What you have to do: Could each record be written out again exactly as it stands?

Information provided:
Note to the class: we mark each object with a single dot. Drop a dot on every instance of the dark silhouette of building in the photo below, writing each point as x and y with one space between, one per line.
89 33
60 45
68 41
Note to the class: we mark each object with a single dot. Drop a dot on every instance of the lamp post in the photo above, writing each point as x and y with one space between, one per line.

Exercise output:
Note to the class: we mark each object with a single dot. Drop a dot on every instance of the dark silhouette of building in the photo below, writing each point as x and y with one space between, one per line.
89 33
60 45
68 41
Note to the class: we mark each object with a single dot. Drop a dot on every instance of the lamp post in the photo above, writing each point as x and y with one space between, one per line.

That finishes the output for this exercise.